_AUFGABE A_. Schreib aus dem Text über Johann Pfuser den Teil ab, der mit den Worten „Johann Pfuser entstammte“ anfängt und mit „1491 Abt des Klosters Reichenau.“ aufhört.
━━━━━ ZITIERTER ABSCHNITT
Johann Pfuser von Nordstetten (* um 1429, † zwischen dem 1. Februar und dem 8. April 1491 in Reichenau) war ein deutscher Benediktiner, Ökonom und Abt des Klosters Reichenau.

Leben

Johann Pfuser entstammte einer Familie, die im 14. Jahrhundert dem Bürgertum der Stadt Horb angehört hatte. Im Dienst für die Grafen von Hohenberg erlangte die Familie einen niederadeligen Status und nannte sich nach dem Dorf Nordstetten bei Horb. Johann Pfuser legte 1447 vor dem Reichenauer Abt Friedrich von Wartenberg die Ordensgelübde ab. Anschließend nahm er an der Universität Wien das Studium der Artes auf, also ein sprachlich-mathematisches Grundstudium, das er 1450 mit dem Bakkalaureat abschloss. Darauf wurde er zum Cellerar berufen; in diesem Amt leitete er die Wirtschaftsführung des Klosters unter den Äbten Friedrich von Wartenberg und Johann von Hinwil. Letzterer gab sein Amt 1464 auf; Johann Pfuser trat seine Nachfolge an und blieb bis zu seinem Tode 1491 Abt des Klosters Reichenau.

Wirken

Die Bedeutung Johann Pfusers liegt in seinem Wirken als Ökonom. Abt Friedrich von Wartenberg erneuerte das Kloster Reichenau personell und baulich, wofür er zunächst Kredite aufnahm. Der langfristige Erfolg seiner Reform erforderte die wirtschaftliche Sanierung der Abtei, um die sich Johann Pfuser über vier Jahrzehnte bemühte, als Großkeller und als Abt. Zu Beginn seiner Tätigkeit legte er das sogenannte „Gedenkbuch“ an, eine Art Notizbuch, in das er Einkünfte und Belastungen seines Klosters zusammen mit den Anspruchsgrundlagen notierte. In seine Zeit als Großkeller fällt die Anlage eines Gesamturbars über alle grundherrschaftlichen Einkünfte der Abtei Reichenau, von dem noch große Teile erhalten sind. Als Abt förderte er die Spezialisierung und damit die Rentabilität von landwirtschaftlichen Betrieben im Nahbereich des Klosters, indem er in den Weinbau auf der Insel Reichenau oder in die Viehwirtschaft auf dem Bodanrück investierte. Diese Maßnahmen reichten nicht aus, die Einkünfte auf das erforderliche Maß zu heben, zumal die Abtei unter politischen Druck geriet: 1465 kaufte Herzog Sigmund von Österreich die Landgrafschaft Nellenburg und nahm von dort aus Einfluss auf die Abtei Reichenau; zeitweise musste Johann Pfuser die Verwaltung seiner Abtei österreichischen Amtleuten überlassen. Um seine Handlungsfreiheit zurückzugewinnen, erließ Johann Pfuser eine Reihe von Ordnungen der Klosterökonomie, die ihn selbst und seinen Konvent auf Sparsamkeit verpflichteten, und suchte nach Einkünften außerhalb der traditionellen Grundherrschaft, allerdings ohne Erfolg. So erneuerte er das hochmittelalterliche Münzrecht der Abtei Reichenau und richtete 1482 gemeinsam mit der Stadt Radolfzell eine Münzstätte ein, deren Ausstoß zu gering war, um einen nennenswerten Überschuss zu erwirtschaften. 1481 bot Johann Pfuser dem französischen König Ludwig XI. ein Aufgebot Reichenauer Söldner an, was indes weder praktisch noch staatsrechtlich durchführbar gewesen wäre, weshalb der König nicht darauf einging. Daneben traten die geistigen und geistlichen Interessen Johann Pfusers etwas in den Hintergrund. Den von Friedrich von Wartenberg begonnenen Bau des Münsterchors brachte er zu einem provisorischen Abschluss; im Westquerhaus des Münsters ließ er den gotischen Kastenaltar errichten, der den Markusschrein birgt. Auch widmete er der Klosterbibliothek einige Zuwendung.
━━━━━━━━━━
_AUFGABE B_. Bring alle Zeilen der Datensätze unten in eine JSON-Liste aus Zeichenketten, eine pro Zeile, und lass die Leerzeilen weg.
━━━━━ ENTNOMMENES MATERIAL
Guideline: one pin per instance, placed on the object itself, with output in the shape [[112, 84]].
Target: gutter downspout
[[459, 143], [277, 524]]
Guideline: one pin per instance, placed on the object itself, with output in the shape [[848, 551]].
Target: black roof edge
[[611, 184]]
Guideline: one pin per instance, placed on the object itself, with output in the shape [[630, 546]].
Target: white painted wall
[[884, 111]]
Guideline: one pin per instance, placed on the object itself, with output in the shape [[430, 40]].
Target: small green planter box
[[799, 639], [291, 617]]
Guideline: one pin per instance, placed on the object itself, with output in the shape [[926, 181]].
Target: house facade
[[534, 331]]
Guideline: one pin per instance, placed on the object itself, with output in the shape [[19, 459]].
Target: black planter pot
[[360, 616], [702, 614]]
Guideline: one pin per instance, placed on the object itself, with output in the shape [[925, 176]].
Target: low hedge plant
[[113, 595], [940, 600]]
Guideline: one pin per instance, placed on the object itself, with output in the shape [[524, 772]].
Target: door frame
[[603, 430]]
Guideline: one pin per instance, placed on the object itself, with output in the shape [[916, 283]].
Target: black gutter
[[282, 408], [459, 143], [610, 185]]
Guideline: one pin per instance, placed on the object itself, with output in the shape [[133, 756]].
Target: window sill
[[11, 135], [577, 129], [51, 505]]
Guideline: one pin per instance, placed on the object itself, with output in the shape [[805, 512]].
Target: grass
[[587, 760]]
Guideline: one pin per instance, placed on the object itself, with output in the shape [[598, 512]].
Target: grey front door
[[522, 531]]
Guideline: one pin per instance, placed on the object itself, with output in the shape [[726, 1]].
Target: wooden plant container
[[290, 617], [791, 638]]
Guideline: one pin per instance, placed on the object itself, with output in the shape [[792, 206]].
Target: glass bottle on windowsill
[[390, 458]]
━━━━━━━━━━
_ANTWORT A_.
Johann Pfuser entstammte einer Familie, die im 14. Jahrhundert dem Bürgertum der Stadt Horb angehört hatte. Im Dienst für die Grafen von Hohenberg erlangte die Familie einen niederadeligen Status und nannte sich nach dem Dorf Nordstetten bei Horb. Johann Pfuser legte 1447 vor dem Reichenauer Abt Friedrich von Wartenberg die Ordensgelübde ab. Anschließend nahm er an der Universität Wien das Studium der Artes auf, also ein sprachlich-mathematisches Grundstudium, das er 1450 mit dem Bakkalaureat abschloss. Darauf wurde er zum Cellerar berufen; in diesem Amt leitete er die Wirtschaftsführung des Klosters unter den Äbten Friedrich von Wartenberg und Johann von Hinwil. Letzterer gab sein Amt 1464 auf; Johann Pfuser trat seine Nachfolge an und blieb bis zu seinem Tode 1491 Abt des Klosters Reichenau.

_ANTWORT B_.
[
  "Guideline: one pin per instance, placed on the object itself, with output in the shape [[112, 84]].",
  "Target: gutter downspout",
  "[[459, 143], [277, 524]]",
  "Guideline: one pin per instance, placed on the object itself, with output in the shape [[848, 551]].",
  "Target: black roof edge",
  "[[611, 184]]",
  "Guideline: one pin per instance, placed on the object itself, with output in the shape [[630, 546]].",
  "Target: white painted wall",
  "[[884, 111]]",
  "Guideline: one pin per instance, placed on the object itself, with output in the shape [[430, 40]].",
  "Target: small green planter box",
  "[[799, 639], [291, 617]]",
  "Guideline: one pin per instance, placed on the object itself, with output in the shape [[926, 181]].",
  "Target: house facade",
  "[[534, 331]]",
  "Guideline: one pin per instance, placed on the object itself, with output in the shape [[19, 459]].",
  "Target: black planter pot",
  "[[360, 616], [702, 614]]",
  "Guideline: one pin per instance, placed on the object itself, with output in the shape [[925, 176]].",
  "Target: low hedge plant",
  "[[113, 595], [940, 600]]",
  "Guideline: one pin per instance, placed on the object itself, with output in the shape [[524, 772]].",
  "Target: door frame",
  "[[603, 430]]",
  "Guideline: one pin per instance, placed on the object itself, with output in the shape [[916, 283]].",
  "Target: black gutter",
  "[[282, 408], [459, 143], [610, 185]]",
  "Guideline: one pin per instance, placed on the object itself, with output in the shape [[133, 756]].",
  "Target: window sill",
  "[[11, 135], [577, 129], [51, 505]]",
  "Guideline: one pin per instance, placed on the object itself, with output in the shape [[805, 512]].",
  "Target: grass",
  "[[587, 760]]",
  "Guideline: one pin per instance, placed on the object itself, with output in the shape [[598, 512]].",
  "Target: grey front door",
  "[[522, 531]]",
  "Guideline: one pin per instance, placed on the object itself, with output in the shape [[726, 1]].",
  "Target: wooden plant container",
  "[[290, 617], [791, 638]]",
  "Guideline: one pin per instance, placed on the object itself, with output in the shape [[792, 206]].",
  "Target: glass bottle on windowsill",
  "[[390, 458]]"
]